◆ ASSIGNMENT ◆
If a line in the material below has the word "positive", copy it.

◆ ENTRIES SHOWN ◆
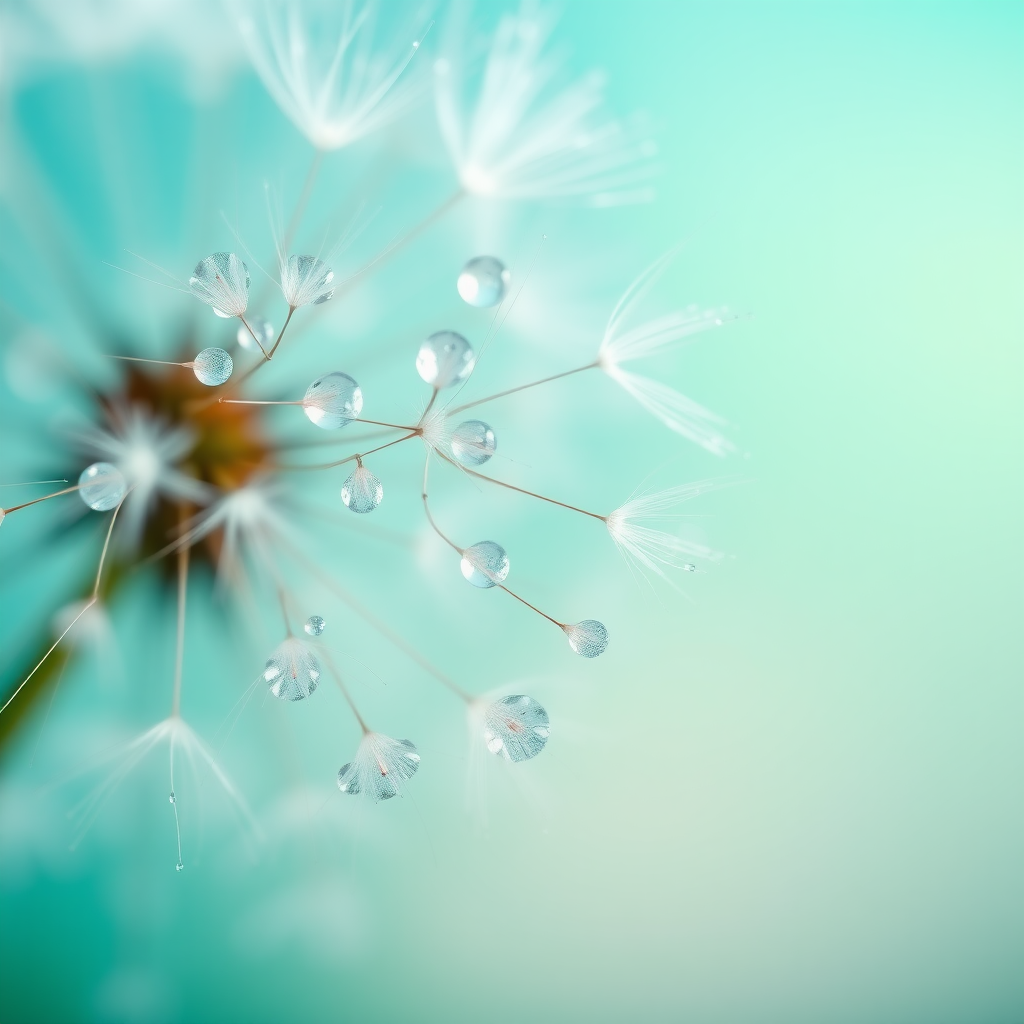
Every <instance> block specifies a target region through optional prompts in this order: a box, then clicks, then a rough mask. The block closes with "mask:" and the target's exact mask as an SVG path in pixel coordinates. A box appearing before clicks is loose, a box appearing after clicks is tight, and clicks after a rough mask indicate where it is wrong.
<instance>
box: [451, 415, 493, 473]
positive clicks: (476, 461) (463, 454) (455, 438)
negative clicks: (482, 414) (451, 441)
...
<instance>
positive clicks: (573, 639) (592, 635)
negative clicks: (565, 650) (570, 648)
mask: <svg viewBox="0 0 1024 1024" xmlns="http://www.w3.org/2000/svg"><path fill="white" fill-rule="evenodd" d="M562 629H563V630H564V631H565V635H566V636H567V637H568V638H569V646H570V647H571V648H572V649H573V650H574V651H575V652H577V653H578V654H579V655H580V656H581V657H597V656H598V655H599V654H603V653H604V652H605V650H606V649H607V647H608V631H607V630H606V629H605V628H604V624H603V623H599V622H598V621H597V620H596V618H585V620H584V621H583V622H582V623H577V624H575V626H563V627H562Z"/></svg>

◆ OUTPUT OF THE EXERCISE ◆
positive clicks: (476, 461) (463, 454) (455, 438)
positive clicks: (573, 639) (592, 635)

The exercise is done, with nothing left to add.